Problem to work on
Please arrange everything from the line containing "of the guardrail" down to the line containing "88], [71, 98]]" as a Markdown table with the columns No. and Line. Number each line in order, and leave out blank lines.

-- Start of Given data --

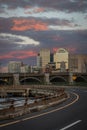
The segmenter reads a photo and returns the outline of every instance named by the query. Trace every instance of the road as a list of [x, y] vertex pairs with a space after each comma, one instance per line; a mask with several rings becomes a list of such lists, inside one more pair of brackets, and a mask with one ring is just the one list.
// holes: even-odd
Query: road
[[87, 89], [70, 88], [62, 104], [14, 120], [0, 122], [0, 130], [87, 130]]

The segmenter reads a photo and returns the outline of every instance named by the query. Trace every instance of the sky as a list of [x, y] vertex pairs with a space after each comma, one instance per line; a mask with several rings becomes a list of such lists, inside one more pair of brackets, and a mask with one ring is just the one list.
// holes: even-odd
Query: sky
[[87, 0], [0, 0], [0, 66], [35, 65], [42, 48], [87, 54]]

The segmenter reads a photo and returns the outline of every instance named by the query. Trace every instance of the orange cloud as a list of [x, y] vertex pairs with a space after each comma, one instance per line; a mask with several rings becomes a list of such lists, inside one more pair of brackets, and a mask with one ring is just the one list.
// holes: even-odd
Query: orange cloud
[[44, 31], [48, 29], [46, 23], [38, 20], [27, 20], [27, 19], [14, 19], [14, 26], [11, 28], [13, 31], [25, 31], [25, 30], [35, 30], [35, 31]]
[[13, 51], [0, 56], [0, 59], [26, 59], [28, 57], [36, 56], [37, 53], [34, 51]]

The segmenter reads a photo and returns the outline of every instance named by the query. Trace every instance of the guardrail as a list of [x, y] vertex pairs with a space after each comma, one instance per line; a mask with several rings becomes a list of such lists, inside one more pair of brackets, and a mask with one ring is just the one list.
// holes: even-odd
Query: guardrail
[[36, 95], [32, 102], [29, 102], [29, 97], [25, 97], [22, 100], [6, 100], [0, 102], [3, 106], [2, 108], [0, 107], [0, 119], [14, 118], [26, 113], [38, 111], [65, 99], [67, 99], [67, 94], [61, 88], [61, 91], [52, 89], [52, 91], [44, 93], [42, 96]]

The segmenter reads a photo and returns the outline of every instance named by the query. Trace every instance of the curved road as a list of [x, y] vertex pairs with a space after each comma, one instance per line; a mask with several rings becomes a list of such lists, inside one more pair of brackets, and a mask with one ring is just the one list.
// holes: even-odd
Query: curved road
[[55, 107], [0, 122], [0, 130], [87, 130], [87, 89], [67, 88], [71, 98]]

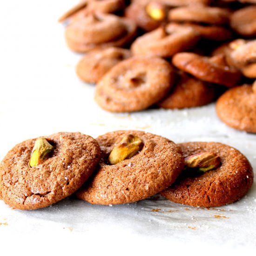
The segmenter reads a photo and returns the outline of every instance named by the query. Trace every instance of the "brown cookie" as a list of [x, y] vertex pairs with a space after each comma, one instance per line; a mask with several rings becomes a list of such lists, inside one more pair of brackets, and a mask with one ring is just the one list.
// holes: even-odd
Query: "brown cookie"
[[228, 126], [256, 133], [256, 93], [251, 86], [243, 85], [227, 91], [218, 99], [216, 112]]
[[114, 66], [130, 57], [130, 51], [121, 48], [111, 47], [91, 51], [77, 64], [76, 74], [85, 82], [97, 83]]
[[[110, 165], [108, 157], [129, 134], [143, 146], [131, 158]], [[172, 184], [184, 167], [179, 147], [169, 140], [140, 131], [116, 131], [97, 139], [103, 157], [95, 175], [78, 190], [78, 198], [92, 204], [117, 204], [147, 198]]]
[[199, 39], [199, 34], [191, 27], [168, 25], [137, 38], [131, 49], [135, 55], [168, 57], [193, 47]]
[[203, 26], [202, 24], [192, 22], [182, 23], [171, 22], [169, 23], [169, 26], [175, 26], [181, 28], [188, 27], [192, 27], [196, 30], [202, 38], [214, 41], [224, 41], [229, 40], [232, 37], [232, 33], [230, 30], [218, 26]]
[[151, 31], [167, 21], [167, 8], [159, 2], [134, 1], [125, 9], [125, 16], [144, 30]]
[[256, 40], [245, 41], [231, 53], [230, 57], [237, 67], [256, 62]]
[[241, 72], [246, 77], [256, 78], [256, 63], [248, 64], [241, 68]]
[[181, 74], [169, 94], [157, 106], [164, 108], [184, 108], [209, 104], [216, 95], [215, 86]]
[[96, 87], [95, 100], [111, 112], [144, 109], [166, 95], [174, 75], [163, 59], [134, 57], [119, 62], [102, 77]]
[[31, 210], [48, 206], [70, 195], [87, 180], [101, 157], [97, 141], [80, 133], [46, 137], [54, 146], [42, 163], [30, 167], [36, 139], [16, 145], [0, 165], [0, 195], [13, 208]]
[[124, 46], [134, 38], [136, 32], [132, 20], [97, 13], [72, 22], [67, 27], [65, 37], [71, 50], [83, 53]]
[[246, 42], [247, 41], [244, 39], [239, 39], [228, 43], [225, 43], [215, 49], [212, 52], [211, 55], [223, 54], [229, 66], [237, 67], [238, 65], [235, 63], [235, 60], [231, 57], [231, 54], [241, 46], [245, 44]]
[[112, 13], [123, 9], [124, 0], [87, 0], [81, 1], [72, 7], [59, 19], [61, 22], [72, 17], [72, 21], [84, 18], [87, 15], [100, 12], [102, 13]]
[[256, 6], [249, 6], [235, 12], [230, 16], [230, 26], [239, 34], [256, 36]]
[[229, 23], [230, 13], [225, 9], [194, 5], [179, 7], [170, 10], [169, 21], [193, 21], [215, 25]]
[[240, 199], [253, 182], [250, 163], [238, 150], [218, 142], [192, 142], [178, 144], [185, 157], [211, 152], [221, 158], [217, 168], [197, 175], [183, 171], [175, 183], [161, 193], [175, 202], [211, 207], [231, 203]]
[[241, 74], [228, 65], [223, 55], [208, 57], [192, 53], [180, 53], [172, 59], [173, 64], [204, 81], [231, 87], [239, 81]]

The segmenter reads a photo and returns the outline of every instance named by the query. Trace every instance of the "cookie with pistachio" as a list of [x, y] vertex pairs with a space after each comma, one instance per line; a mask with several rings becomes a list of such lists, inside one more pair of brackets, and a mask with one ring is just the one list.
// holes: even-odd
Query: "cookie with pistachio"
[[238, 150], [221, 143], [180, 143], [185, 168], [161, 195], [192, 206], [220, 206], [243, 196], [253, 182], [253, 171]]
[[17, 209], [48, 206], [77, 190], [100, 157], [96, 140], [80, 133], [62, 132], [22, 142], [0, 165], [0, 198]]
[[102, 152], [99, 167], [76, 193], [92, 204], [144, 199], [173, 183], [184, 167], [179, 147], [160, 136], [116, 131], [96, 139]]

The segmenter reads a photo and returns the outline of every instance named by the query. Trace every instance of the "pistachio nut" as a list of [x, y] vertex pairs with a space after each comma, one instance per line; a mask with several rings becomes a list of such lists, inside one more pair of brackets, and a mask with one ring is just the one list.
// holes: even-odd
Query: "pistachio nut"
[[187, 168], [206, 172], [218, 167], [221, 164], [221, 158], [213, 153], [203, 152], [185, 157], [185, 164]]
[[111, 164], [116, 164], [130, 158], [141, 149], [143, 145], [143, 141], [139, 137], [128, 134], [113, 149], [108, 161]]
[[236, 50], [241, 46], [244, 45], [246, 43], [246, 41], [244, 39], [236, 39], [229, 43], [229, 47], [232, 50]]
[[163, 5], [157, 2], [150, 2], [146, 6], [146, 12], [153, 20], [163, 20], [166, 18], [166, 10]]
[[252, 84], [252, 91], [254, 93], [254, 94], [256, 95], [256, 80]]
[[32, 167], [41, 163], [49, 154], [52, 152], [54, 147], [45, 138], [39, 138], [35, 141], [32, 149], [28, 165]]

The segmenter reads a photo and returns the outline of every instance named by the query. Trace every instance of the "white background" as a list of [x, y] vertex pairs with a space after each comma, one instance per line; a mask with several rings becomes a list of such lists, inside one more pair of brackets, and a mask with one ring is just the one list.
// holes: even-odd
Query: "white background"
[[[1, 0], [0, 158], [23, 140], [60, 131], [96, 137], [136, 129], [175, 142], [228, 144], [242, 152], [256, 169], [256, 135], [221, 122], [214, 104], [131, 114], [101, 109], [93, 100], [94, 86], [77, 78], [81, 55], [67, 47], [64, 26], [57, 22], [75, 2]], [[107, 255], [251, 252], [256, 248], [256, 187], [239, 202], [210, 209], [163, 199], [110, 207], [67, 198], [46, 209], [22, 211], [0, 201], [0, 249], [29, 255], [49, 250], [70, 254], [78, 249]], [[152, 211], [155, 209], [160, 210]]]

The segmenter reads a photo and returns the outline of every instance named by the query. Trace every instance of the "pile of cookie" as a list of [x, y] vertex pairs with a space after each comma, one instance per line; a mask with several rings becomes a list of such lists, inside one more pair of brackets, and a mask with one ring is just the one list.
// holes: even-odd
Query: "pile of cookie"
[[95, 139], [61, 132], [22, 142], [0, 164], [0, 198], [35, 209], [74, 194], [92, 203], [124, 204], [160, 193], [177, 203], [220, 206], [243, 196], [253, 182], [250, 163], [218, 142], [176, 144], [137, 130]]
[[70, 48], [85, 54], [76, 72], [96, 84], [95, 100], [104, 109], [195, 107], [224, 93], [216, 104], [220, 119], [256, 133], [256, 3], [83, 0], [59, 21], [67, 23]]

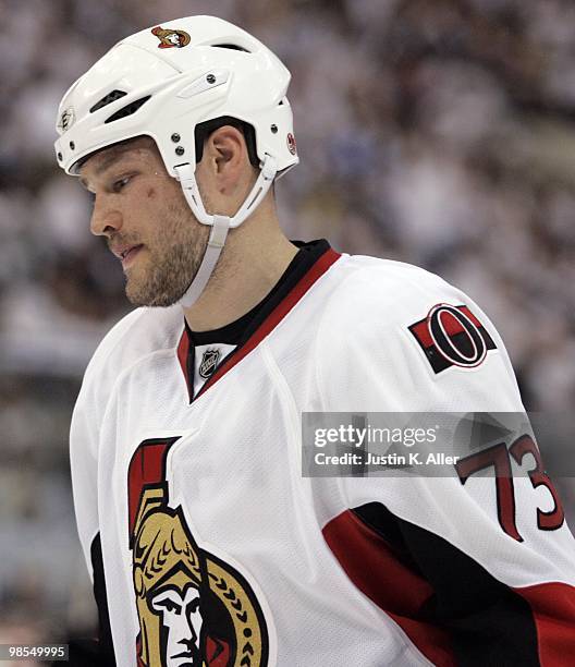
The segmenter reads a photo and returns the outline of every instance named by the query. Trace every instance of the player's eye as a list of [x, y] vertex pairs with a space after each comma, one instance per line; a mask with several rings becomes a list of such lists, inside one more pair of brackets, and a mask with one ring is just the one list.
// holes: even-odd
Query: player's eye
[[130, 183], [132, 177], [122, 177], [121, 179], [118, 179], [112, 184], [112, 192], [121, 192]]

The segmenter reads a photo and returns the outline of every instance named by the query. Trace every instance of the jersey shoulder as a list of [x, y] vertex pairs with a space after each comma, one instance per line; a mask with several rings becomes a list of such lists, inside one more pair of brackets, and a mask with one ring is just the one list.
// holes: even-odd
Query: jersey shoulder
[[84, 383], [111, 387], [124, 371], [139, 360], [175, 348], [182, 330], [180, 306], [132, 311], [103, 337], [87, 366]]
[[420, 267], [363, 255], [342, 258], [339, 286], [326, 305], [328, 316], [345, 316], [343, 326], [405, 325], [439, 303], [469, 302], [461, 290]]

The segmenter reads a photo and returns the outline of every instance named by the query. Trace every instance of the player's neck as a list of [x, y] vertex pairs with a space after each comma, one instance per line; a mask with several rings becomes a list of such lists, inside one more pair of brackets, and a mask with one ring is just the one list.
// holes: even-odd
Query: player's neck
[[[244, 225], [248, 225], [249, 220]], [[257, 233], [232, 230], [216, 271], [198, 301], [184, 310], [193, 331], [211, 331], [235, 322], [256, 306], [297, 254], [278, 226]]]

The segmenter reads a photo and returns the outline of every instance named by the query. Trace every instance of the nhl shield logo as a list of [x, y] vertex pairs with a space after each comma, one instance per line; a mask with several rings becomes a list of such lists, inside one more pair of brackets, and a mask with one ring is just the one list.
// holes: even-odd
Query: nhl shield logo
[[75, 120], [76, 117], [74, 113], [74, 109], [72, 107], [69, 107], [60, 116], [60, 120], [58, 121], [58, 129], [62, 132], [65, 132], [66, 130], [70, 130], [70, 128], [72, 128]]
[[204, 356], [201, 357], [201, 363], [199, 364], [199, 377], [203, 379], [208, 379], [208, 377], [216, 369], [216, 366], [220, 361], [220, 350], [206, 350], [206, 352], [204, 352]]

-- End of Given data --
-- Start of Given data --

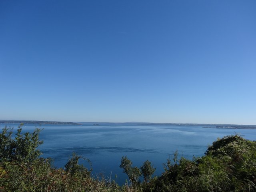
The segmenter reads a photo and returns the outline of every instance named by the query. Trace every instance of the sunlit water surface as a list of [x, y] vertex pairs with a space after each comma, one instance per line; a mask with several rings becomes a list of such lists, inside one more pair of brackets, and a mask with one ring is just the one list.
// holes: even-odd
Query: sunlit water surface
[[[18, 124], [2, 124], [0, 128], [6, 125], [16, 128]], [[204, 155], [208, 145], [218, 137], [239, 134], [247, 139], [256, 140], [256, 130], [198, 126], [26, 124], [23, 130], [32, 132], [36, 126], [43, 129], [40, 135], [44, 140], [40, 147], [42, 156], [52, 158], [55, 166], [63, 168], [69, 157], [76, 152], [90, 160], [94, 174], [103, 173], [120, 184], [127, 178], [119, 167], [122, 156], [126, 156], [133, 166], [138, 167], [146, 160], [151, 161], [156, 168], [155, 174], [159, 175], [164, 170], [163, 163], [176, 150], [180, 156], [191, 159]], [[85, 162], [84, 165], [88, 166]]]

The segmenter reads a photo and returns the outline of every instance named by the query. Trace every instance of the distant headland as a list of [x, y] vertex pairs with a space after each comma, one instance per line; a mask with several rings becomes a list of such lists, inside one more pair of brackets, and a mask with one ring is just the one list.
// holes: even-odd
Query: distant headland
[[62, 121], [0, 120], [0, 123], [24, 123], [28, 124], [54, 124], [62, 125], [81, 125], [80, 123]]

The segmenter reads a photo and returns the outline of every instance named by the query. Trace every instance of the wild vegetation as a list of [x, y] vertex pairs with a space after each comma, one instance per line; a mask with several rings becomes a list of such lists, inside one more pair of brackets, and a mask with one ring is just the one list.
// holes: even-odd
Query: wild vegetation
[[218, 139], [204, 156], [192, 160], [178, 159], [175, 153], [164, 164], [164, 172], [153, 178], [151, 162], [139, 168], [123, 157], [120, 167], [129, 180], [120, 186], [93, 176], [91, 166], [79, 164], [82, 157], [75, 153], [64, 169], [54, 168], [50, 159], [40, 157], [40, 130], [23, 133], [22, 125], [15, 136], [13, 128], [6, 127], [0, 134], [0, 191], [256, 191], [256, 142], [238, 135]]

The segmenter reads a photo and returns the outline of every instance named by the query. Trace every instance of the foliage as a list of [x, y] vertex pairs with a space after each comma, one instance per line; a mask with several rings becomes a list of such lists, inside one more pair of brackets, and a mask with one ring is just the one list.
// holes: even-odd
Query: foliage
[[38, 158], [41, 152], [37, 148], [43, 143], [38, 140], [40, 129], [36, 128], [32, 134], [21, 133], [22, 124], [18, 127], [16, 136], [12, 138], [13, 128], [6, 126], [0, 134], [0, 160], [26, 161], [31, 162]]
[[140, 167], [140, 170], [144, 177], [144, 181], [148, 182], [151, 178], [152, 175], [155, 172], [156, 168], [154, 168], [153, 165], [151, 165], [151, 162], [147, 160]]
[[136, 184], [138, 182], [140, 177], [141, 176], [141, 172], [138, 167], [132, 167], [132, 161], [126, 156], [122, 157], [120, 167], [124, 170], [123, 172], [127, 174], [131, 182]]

-- End of Given data --
-- Start of Given data --

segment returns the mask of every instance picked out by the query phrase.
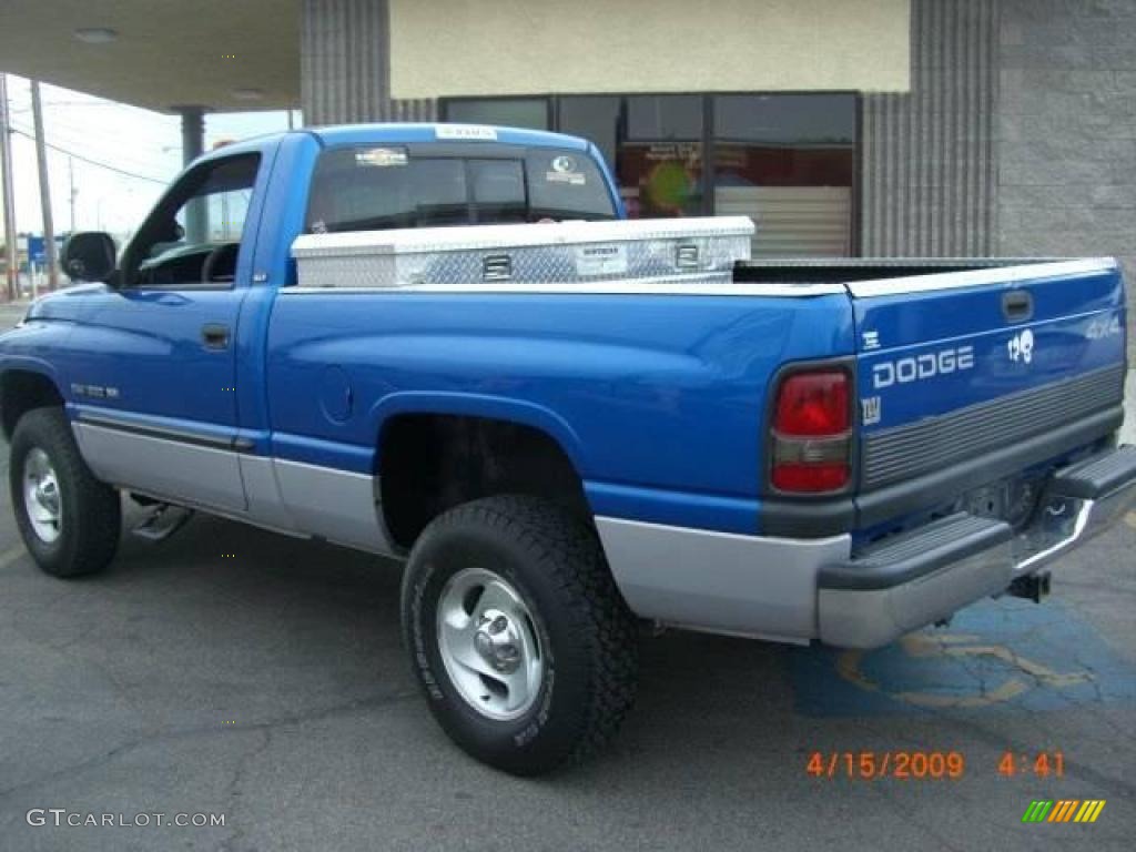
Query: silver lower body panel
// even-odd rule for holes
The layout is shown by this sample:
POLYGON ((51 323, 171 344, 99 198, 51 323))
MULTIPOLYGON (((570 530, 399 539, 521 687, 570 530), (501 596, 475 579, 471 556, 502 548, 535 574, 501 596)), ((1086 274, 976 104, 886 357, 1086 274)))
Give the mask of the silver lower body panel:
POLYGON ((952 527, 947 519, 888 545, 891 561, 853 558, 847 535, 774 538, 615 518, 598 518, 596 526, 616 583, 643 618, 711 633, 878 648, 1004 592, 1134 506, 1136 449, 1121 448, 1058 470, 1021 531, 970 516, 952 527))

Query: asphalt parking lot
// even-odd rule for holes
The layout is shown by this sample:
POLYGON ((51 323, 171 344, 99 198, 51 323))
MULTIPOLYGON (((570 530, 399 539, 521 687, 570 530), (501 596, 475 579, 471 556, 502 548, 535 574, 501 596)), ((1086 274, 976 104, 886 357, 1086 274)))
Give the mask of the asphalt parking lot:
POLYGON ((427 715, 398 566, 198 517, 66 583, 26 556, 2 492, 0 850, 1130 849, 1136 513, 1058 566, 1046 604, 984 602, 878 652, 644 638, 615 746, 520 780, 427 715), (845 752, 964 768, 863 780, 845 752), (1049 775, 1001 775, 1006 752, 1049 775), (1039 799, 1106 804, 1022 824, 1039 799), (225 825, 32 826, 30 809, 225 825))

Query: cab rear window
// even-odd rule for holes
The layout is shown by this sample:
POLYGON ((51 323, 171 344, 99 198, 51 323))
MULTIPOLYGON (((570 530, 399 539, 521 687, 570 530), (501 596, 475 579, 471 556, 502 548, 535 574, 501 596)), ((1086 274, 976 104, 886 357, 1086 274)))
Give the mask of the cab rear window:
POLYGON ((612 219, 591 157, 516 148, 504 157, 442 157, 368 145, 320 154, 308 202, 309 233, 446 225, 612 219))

-- End of Given data --

Written answer
| No. | Line |
|---|---|
| 1 | The segmenter reads a photo and returns the outline of every instance named by the query. Trace every instance of the guardrail as a list of [x, y] vertex pairs with a space after each comma, one instance per line; a mask with several rings becomes a list of such lists, inside one more pair of brackets, and a mask with one ring is just the one list. |
| 2 | // holes: even-odd |
| 3 | Query: guardrail |
| 4 | [[36, 95], [32, 102], [29, 102], [29, 97], [25, 97], [22, 100], [6, 100], [0, 102], [3, 106], [2, 108], [0, 107], [0, 119], [14, 118], [26, 113], [38, 111], [65, 99], [67, 99], [67, 94], [61, 88], [61, 91], [52, 89], [52, 91], [44, 93], [42, 96]] |
| 5 | The segmenter reads a photo and returns the outline of every instance named by the query. Trace every instance of the curved road as a list of [x, y] vertex pairs with a space after each comma, one instance per line; a mask with several rings becomes a list of such lists, inside one more pair of brackets, and a mask with one ring is just the one list. |
| 6 | // holes: even-odd |
| 7 | Query: curved road |
| 8 | [[55, 107], [0, 122], [0, 130], [87, 130], [87, 89], [67, 88], [71, 98]] |